**Required tasks:**
• A. In the article on China's key projects, condense the paragraph that begins "Hu said the central government takes private capital seriously" into a short list that keeps its main facts.
• B. Reproduce the passage of the article on China's key projects that runs from "Hu said the" to "of the year.", word for word.
:: Source extract
Hu Zucai, vice-minister of the National Development and Reform Commission, at a press conference in Beijing, Oct 21, 2015. [Photo/VCG] |
Official: Sectors such as civil airport construction, oil exploration will open
China plans to complete 165 key projects during the 13th Five-Year Plan (2016-20) period, and will welcome the participation of social and private capital, a senior official said on Tuesday.
"Those key projects, involving many industries, will provide a big stage for private investors," said Hu Zucai, vice-minister of the National Development and Reform Commission, the country's top economic planner.
"To encourage and guide private capital to invest in those significant projects, the government will provide a fair market with clear direction," he said.
Hu said the central government takes private capital seriously. It will further open sectors including civil airport construction and oil exploration to private investors. In the past, those fields were dominated by State-owned enterprises.
Private investment has been weak since the beginning of the year.
::::
:: Study material
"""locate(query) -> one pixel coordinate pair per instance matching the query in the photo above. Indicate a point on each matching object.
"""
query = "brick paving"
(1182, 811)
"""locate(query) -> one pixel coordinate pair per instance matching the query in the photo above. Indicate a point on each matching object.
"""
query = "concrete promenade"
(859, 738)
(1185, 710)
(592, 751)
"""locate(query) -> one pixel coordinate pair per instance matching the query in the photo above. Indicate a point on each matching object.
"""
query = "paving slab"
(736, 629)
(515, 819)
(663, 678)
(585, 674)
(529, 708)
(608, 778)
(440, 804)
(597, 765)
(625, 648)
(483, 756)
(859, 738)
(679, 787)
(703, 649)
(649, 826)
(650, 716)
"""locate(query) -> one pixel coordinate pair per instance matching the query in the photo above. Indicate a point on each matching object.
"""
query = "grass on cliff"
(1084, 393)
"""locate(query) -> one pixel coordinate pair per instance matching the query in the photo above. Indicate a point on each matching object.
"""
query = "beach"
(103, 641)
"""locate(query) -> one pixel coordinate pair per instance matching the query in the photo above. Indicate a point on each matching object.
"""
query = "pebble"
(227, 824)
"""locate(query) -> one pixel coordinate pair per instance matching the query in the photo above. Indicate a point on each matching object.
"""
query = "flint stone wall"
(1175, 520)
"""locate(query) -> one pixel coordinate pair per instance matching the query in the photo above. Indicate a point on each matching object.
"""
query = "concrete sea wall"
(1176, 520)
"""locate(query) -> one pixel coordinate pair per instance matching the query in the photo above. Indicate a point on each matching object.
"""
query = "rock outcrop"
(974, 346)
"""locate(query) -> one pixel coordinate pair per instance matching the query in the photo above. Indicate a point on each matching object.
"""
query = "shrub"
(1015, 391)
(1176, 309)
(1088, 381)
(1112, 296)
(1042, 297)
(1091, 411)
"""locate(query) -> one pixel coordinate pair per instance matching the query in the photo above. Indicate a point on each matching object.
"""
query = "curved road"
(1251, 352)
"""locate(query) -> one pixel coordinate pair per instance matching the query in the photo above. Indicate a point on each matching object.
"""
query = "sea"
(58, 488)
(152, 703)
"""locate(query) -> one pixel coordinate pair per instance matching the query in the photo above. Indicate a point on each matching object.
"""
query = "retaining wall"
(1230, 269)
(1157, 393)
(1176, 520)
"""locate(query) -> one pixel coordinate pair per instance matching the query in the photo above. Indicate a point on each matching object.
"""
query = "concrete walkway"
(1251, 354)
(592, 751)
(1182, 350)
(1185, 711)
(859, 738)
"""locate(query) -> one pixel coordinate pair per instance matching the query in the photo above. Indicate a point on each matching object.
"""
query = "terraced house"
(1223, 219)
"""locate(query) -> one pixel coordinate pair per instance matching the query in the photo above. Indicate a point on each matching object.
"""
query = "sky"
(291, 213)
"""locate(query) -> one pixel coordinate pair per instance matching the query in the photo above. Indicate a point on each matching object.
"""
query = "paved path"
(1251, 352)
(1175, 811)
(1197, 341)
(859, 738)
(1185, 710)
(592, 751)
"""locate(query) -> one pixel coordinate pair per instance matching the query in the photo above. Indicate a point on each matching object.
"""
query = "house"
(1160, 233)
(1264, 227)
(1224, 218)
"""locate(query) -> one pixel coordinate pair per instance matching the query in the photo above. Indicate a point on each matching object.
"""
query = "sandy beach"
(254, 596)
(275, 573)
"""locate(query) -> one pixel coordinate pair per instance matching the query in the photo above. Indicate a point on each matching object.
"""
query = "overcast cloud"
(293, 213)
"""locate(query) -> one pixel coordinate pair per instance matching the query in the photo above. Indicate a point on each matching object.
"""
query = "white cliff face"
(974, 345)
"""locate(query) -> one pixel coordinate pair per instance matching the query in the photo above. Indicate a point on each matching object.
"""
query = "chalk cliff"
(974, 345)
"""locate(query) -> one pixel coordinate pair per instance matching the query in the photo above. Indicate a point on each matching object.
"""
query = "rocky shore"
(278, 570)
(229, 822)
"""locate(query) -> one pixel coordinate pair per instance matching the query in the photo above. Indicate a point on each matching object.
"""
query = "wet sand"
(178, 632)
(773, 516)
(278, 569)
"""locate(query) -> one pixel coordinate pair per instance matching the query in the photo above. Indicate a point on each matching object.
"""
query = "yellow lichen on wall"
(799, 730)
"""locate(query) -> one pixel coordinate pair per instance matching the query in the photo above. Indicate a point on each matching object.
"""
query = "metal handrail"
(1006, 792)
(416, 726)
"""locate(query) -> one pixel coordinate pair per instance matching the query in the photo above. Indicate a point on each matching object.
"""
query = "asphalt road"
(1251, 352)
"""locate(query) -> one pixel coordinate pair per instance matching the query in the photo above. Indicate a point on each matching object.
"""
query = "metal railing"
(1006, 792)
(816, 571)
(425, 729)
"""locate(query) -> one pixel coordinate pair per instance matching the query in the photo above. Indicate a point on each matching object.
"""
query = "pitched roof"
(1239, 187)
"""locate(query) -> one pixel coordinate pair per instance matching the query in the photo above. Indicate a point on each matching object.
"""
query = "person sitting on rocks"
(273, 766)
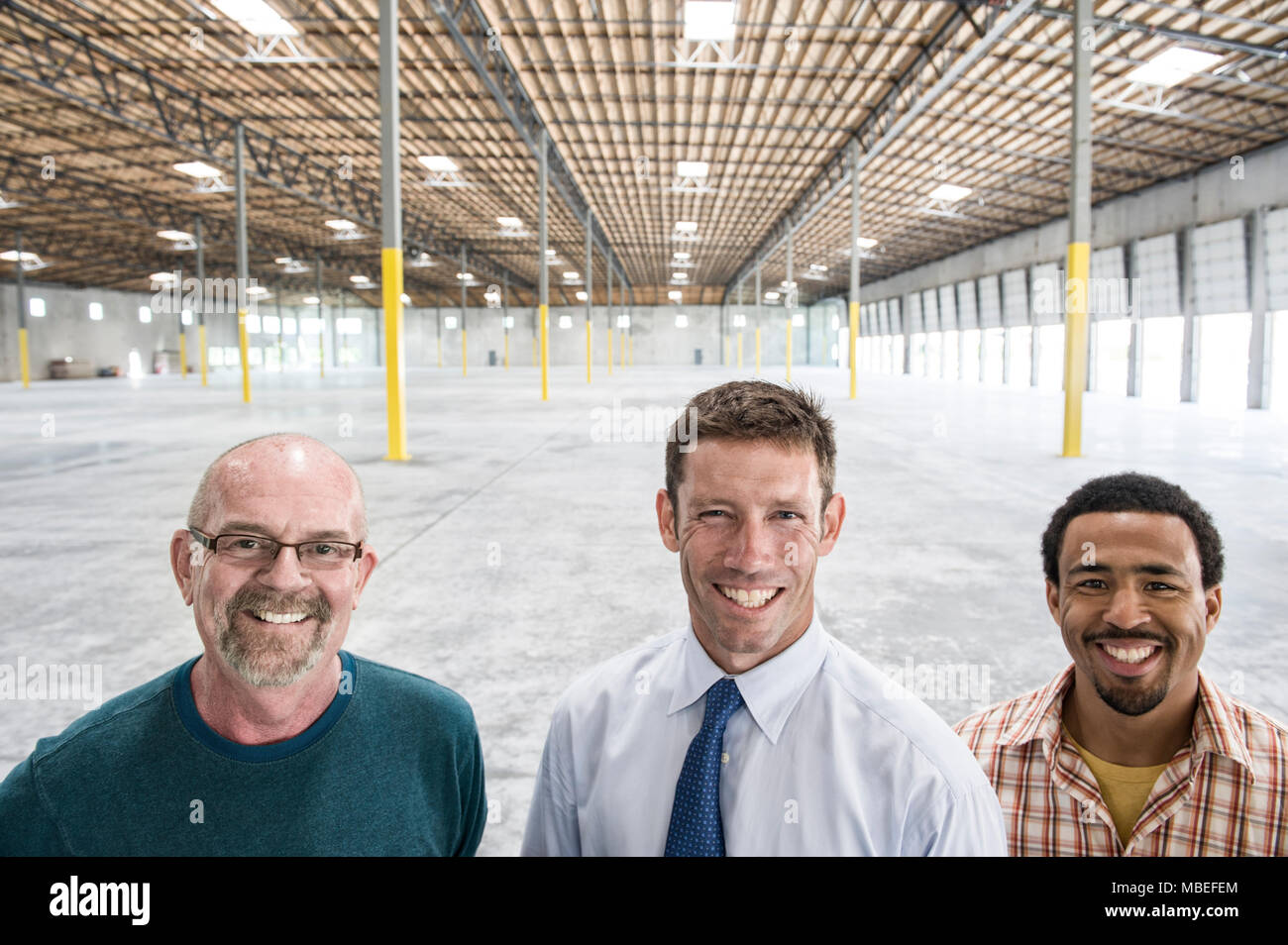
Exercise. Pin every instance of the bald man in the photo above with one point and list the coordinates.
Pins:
(273, 740)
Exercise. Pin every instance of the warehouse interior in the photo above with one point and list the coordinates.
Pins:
(451, 237)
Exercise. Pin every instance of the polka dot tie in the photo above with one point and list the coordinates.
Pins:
(696, 828)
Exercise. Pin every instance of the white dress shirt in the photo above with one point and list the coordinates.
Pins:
(827, 757)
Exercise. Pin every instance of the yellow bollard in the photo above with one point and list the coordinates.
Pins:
(545, 353)
(24, 364)
(789, 349)
(201, 344)
(244, 347)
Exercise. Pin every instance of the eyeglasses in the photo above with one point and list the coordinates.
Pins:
(253, 549)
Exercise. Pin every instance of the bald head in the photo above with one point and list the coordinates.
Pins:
(269, 461)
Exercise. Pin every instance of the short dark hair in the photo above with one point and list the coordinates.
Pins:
(1134, 492)
(787, 416)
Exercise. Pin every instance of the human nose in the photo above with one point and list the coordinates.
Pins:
(1126, 609)
(284, 572)
(752, 548)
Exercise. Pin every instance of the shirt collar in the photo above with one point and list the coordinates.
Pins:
(771, 690)
(1214, 729)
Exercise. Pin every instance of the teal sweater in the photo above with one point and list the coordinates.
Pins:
(391, 768)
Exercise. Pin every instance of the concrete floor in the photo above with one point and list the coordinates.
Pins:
(516, 551)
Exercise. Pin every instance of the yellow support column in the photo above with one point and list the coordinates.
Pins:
(1076, 345)
(201, 344)
(789, 349)
(854, 348)
(24, 364)
(244, 347)
(545, 352)
(395, 387)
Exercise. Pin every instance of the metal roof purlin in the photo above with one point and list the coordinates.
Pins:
(187, 123)
(482, 50)
(883, 125)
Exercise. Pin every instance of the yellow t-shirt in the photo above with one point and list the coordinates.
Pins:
(1125, 789)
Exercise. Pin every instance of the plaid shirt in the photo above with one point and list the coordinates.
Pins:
(1223, 794)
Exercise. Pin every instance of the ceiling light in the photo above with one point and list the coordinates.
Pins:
(438, 162)
(949, 193)
(709, 20)
(257, 17)
(1173, 65)
(197, 168)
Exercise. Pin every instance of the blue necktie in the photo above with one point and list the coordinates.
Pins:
(696, 828)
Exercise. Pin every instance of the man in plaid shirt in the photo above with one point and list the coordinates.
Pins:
(1131, 751)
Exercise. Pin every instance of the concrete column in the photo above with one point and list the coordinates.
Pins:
(1260, 342)
(1190, 335)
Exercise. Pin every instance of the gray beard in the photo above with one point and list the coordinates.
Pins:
(263, 656)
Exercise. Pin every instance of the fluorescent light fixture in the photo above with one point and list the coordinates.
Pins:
(1173, 65)
(709, 21)
(197, 168)
(949, 193)
(439, 163)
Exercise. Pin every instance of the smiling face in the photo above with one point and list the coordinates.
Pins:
(273, 623)
(750, 532)
(1132, 608)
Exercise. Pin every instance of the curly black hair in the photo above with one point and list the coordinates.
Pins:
(1134, 492)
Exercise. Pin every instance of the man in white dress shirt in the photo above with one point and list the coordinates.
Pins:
(752, 731)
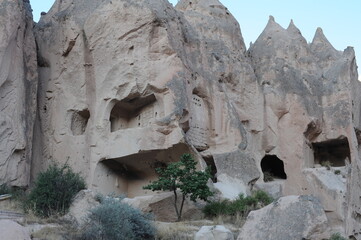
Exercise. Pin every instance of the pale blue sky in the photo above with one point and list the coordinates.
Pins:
(340, 20)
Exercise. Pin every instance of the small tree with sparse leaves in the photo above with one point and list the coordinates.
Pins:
(184, 177)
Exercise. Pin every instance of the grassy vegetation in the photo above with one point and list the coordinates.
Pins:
(114, 220)
(337, 236)
(239, 207)
(54, 190)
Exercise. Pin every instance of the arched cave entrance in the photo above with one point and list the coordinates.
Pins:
(128, 174)
(333, 152)
(272, 168)
(211, 164)
(79, 121)
(133, 113)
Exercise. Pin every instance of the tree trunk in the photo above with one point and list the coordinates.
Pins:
(175, 206)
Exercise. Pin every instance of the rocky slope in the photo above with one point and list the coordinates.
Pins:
(121, 93)
(18, 88)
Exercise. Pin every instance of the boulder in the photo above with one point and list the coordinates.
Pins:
(217, 232)
(11, 230)
(291, 217)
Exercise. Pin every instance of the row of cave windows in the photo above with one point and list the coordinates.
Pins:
(80, 120)
(334, 153)
(130, 113)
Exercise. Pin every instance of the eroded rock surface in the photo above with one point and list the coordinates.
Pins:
(122, 93)
(291, 217)
(18, 86)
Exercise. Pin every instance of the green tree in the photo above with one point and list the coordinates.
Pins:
(54, 190)
(183, 176)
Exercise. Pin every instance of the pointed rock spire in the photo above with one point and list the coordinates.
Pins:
(321, 47)
(293, 29)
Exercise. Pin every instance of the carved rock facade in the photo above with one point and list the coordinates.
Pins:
(122, 93)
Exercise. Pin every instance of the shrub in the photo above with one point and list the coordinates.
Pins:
(54, 190)
(268, 176)
(4, 189)
(241, 206)
(183, 176)
(113, 220)
(337, 236)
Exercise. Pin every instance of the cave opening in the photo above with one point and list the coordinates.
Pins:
(132, 113)
(128, 174)
(212, 166)
(332, 152)
(272, 168)
(79, 121)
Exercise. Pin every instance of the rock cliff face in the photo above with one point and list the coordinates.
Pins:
(121, 93)
(18, 86)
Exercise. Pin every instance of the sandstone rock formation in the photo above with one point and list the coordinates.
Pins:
::::
**Numbered answers:**
• A.
- The central government takes private capital seriously.
- Civil airport construction and oil exploration, among other sectors, will open further to private investors.
- State-owned enterprises used to dominate these fields.

• B.
Hu said the central government takes private capital seriously. It will further open sectors including civil airport construction and oil exploration to private investors. In the past, those fields were dominated by State-owned enterprises.
Private investment has been weak since the beginning of the year.